## WHAT YOU NEED TO DO:
Find every line in the data below that contains the string "sought", and copy each of those lines out in full. Treat uppercase and lowercase letters as distinct.

(Polygon annotations for photos)
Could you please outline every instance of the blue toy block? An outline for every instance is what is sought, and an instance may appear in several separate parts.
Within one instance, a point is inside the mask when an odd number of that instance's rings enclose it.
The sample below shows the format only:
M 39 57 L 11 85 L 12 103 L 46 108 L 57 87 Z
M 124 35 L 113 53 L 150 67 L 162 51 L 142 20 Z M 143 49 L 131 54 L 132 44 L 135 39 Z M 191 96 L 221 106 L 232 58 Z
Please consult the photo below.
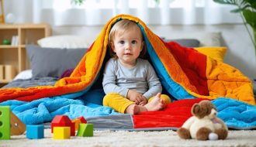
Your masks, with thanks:
M 31 139 L 38 139 L 44 138 L 43 125 L 26 125 L 26 138 Z
M 10 139 L 10 107 L 0 106 L 0 139 Z

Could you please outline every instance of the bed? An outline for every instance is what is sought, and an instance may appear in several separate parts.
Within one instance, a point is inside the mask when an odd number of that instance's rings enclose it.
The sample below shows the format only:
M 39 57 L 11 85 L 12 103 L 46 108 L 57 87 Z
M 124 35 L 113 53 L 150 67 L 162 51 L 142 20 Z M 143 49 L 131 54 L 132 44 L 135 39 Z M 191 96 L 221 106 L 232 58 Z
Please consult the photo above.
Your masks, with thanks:
M 184 36 L 185 38 L 163 37 L 161 40 L 169 43 L 170 45 L 193 48 L 200 54 L 210 56 L 220 63 L 223 62 L 227 47 L 222 46 L 223 44 L 220 32 L 197 34 L 196 37 L 185 34 Z M 63 38 L 67 36 L 53 36 L 39 40 L 40 46 L 26 46 L 32 70 L 20 73 L 12 82 L 3 88 L 54 85 L 60 78 L 68 77 L 71 73 L 76 71 L 74 68 L 81 63 L 80 60 L 83 55 L 93 46 L 92 44 L 88 46 L 89 43 L 81 45 L 78 43 L 79 40 L 78 41 L 77 36 L 74 39 L 71 37 L 64 39 Z M 62 43 L 59 43 L 61 41 Z M 99 70 L 99 73 L 101 72 L 102 70 Z M 183 100 L 164 89 L 163 93 L 169 94 L 172 98 L 172 103 L 168 104 L 166 109 L 144 112 L 137 115 L 123 115 L 111 108 L 102 106 L 105 94 L 101 80 L 101 77 L 97 77 L 97 80 L 89 85 L 90 91 L 81 91 L 37 100 L 4 101 L 0 105 L 11 105 L 12 111 L 26 124 L 47 124 L 54 116 L 65 115 L 71 119 L 84 116 L 88 122 L 94 124 L 95 129 L 175 130 L 191 116 L 192 106 L 202 100 L 189 94 L 187 99 Z M 166 84 L 163 84 L 164 86 Z M 49 93 L 50 92 L 49 91 Z M 188 95 L 187 93 L 183 94 Z M 212 102 L 220 112 L 218 116 L 224 120 L 229 128 L 256 128 L 256 108 L 254 105 L 225 97 L 213 100 Z M 179 111 L 182 113 L 177 113 Z M 240 115 L 237 115 L 237 113 Z M 237 120 L 234 121 L 234 118 Z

## EXERCISE ANSWER:
Could you please outline every instance of the blue toy block? An outline for every instance is what is sought, and an instance may appear in several separate parts.
Could you please outline every instance of the bed? An outline for every instance is what is sought, and an instance may appear in several separate parts.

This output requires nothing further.